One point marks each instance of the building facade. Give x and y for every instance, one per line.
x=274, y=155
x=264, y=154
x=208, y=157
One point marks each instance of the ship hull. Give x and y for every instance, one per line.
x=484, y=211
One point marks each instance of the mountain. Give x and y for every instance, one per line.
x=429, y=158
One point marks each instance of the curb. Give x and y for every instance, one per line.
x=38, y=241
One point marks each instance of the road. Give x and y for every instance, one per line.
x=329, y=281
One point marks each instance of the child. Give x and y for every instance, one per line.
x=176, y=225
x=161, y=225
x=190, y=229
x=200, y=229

* * *

Transcribe the material above in its entirety, precisely as written.

One point marks each instance of the building facade. Give x and y for every instance, one per line.
x=274, y=155
x=264, y=154
x=208, y=157
One point marks each instance of the ship hull. Give x and y for every instance, one per line.
x=484, y=211
One point marks each instance of the mountain. Give x and y for every instance, one per line.
x=429, y=158
One point marks each instance of the curb. Give x and y for every instance, one per line.
x=38, y=241
One point marks each instance of the road. Give x and y for every instance, one per line.
x=329, y=281
One point marks each instance of the child. Give x and y for every instance, one per line.
x=176, y=225
x=161, y=225
x=190, y=229
x=200, y=229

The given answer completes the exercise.